List of tasks:
1: In the Morrissey album review, which city does the writer say Morrissey felt drawn to for recording Ringleader?
2: Pick up the Morrissey album review after its final sentence and keep writing it.

Text for analysis:
I'm going to go over the album track by track and give my impressions. It may be more scattershot than insightful, but we're going to do this full-tilt boogie and hope for the best. In part, the harried state of writing, as the music plays and I type in a vain hope of keeping up, will be an adrenaline match for the exhilaration the record inspires in me, because this is a truly amazing release. I would currently rank it in his discography just under the reigning champs, Your Arsenal and Vauxhall & I. I feel that Ringleader compares with those efforts in that it sees an expansion of the Morrissey approach, new lyrical concerns and a shift in the sonic production. Interestingly, the latter was kicked off in both cases by former collaborators of David Bowie--the previous period with the Spiders of Mars guitarist Mick Ronson, this time with Bowie-producer Tony Visconti. They also followed shifts in Mozzer's geography. Though he wasn't a full American transplant yet, his cry of "We look to Los Angeles for the language we use/ London is dead" on Arsenal's "Glamorous Glue" turned out to be prophetic since Morrissey moved into one of F. Scott Fitzgerald's old homes in the Hollywood Hills shortly after. He has said that some sort of compulsion drew him to Rome for the recording of Ringleader, and Italy permeates this disc, earning mentions in several songs. The collaboration with Italy's greatest modern composer, Ennio Morricone, is surely no coincidence. Morricone's best work is an excellent reference point for what we have here, as is the cover image of Moz playing violin: this is Morrissey's opera, his spaghetti western. It's big, it's crazy, it's loud, full of passion and furor. As good as Quarry was, this is better. That album now pales in comparison to its new sibling. Quarry was Margo Harrington, unexpectedly opening the door to this new sound, and Ringleader in the role of Eve Harrington has waltzed in and taken over.



The opera comparisons continue to hold water when the grand themes become evident. This album is about love and sex, religion and death, and ultimately, rebirth. References to these ideas will come up again and again to inform us that the Morrissey we knew before was merely a figment, a specter. He wasn't truly breathing, but drifting through life disengaged. "I entered nothing, and nothing entered me." He refers to himself as a ghost more than once on the record, as well as referring to his own death in terms both literal ("I Just Want to See the Boy Happy") and metaphorical ("You Have Killed Me"), only to emerge on the other side as something alive, fresh, and new. Ringleader of the Tormentors is a total artistic reinvention.

Data to examine:
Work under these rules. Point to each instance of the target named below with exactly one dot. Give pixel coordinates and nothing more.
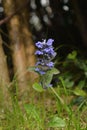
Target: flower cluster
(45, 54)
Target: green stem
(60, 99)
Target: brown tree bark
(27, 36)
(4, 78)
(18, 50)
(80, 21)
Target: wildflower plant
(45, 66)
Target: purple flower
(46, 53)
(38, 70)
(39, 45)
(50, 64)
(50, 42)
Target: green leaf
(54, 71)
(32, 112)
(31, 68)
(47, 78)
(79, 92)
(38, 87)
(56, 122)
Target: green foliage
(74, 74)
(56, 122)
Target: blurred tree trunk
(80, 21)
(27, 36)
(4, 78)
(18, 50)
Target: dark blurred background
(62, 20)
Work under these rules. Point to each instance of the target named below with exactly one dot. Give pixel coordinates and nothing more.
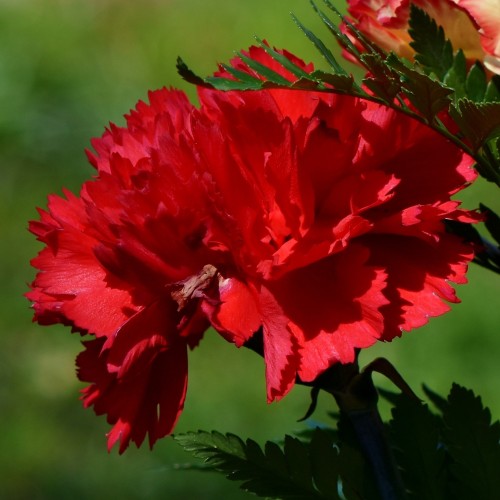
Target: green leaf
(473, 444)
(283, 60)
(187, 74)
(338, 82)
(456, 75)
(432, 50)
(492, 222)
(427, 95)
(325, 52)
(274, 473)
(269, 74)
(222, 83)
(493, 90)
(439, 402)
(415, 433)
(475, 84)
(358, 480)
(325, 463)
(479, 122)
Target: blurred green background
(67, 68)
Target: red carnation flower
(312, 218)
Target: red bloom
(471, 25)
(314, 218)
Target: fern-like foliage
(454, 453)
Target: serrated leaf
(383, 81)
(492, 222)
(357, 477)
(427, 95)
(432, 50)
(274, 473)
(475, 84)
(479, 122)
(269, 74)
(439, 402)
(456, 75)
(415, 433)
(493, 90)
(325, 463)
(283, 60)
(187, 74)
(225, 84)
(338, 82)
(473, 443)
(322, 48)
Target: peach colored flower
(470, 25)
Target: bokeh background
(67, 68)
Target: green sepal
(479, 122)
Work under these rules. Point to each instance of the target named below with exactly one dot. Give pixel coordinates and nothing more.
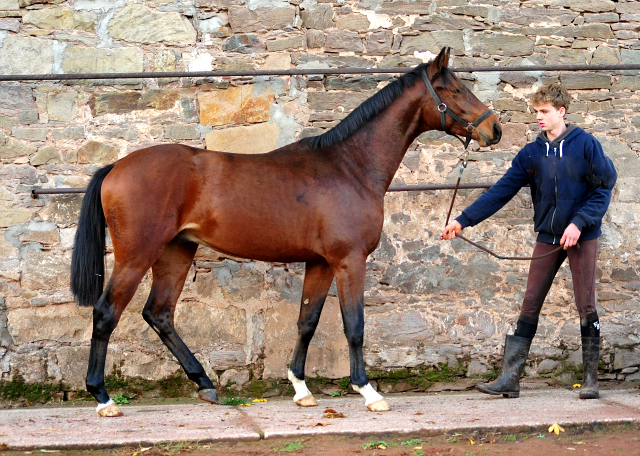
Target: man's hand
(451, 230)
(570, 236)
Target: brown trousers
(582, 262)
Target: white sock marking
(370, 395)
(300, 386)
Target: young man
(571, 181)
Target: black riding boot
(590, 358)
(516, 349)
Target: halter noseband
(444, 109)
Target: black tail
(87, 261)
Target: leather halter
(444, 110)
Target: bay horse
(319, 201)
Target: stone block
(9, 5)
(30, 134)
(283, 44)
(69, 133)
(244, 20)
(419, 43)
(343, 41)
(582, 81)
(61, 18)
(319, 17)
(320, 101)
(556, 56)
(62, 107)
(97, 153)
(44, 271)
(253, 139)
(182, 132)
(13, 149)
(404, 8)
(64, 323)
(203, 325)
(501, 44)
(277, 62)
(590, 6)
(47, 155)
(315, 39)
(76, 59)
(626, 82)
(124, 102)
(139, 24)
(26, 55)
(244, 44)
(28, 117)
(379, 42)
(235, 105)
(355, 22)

---

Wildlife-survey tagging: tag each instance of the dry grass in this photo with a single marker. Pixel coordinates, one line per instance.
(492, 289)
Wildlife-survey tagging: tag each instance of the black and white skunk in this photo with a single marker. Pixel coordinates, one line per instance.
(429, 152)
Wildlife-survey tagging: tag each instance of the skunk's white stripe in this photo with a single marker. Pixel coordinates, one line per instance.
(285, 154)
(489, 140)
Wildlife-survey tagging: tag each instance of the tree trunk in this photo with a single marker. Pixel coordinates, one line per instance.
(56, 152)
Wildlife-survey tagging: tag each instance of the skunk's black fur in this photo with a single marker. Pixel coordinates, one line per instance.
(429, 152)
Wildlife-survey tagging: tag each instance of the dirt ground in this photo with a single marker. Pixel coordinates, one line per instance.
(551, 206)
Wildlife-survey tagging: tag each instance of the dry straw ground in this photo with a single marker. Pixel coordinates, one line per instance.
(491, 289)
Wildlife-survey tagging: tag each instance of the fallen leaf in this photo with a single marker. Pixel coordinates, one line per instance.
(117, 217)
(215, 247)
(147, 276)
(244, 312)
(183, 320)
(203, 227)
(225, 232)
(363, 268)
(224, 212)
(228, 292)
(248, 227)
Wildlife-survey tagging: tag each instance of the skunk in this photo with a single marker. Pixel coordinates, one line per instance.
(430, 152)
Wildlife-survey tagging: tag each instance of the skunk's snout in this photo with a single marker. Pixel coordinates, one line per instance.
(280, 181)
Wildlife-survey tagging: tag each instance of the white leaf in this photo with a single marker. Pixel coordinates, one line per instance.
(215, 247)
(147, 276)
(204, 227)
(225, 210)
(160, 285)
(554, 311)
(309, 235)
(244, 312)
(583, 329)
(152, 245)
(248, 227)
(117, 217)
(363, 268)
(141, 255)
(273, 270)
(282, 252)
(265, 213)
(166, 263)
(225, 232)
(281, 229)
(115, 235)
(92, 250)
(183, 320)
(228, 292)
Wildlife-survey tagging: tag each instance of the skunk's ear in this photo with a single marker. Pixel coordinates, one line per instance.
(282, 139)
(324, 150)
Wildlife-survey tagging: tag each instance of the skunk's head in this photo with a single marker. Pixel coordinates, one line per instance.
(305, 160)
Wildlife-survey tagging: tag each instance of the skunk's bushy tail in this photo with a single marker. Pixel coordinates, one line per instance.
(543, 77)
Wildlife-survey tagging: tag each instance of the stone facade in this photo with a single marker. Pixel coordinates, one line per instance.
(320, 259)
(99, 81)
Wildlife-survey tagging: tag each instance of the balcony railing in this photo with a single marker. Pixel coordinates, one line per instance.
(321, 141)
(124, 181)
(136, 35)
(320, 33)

Answers for the tasks:
1: Rome

2:
1. "I Will See You in Far Off Places": The first song on any album is important. If the artist is putting any thought into it, it's going to serve as a sort of manifesto, or an invitation into the world that will be found nestling inside the rest of the vinyl grooves. Morrissey has clearly thought this through, delivering two quick jabs, one musically and the other lyrically: a techno dirge and windy, Middle Eastern howling rising to the opening lines, "Nobody knows what human life is/ why we come, why we go/ so why then do I know/ I will see you/ I will see you in far off places." This lead-in encapsulates all of the themes of the album. It's the Mexican stand-off, who will go for their guns, who will go for a hug. It's about the connections between people, how they are made and how they are broken. It's about the smallness of individuality, and the greater forces that weigh on our lives. The Eastern sounds are intentional, as there are overtly political lyrics here: "If God bestows protection upon you / and if the U-S-A doesn't bomb you." Morrissey is reaching out across all social strata, pointing to the thing we all have in common: we will die, and when we have, we will have unity and peace. But is it a real death, or an existential death, something out of Albert Camus? Either way, the band is evoking an otherworldly sensation, whipping around us like a tornado and whisking us off--dare I make the pun? I shall!--to Moz. (iPod plays since Monday night: 6)

2. "Dear God Please Help Me": A melancholy stroll on a late night, down a maudlin street, a dialogue between Morrissey and his maker, as the urges of the body become too much, as the predators sniff out the desire. "Dear God, did this kind of thing happen to you?" The question is whether Morrissey is asking for strength to carry through with it, or to get out of it. Does he want those "explosive kegs between my legs" to go off? He hasn't had a song this sexual since "Stretch Out & Wait" back in the Smiths days, though the rebellion of one's body also brings to mind "Tomorrow." The instrumentation hangs back, providing the mood that follows him through the back alleys as if the music were a fog or a dark cloud that dogs a searching soul. Morricone's strings stay quiet, shuddering along with the steady rumble of the drumming until Morrissey declares his heart free, surrendering to the experience, and the crescendo builds, leaving us in the end with the string section all by its lonesome. The sunrise, perhaps? The post-coital guilt? Will there be a walk of shame in our future? (iPod plays: 5)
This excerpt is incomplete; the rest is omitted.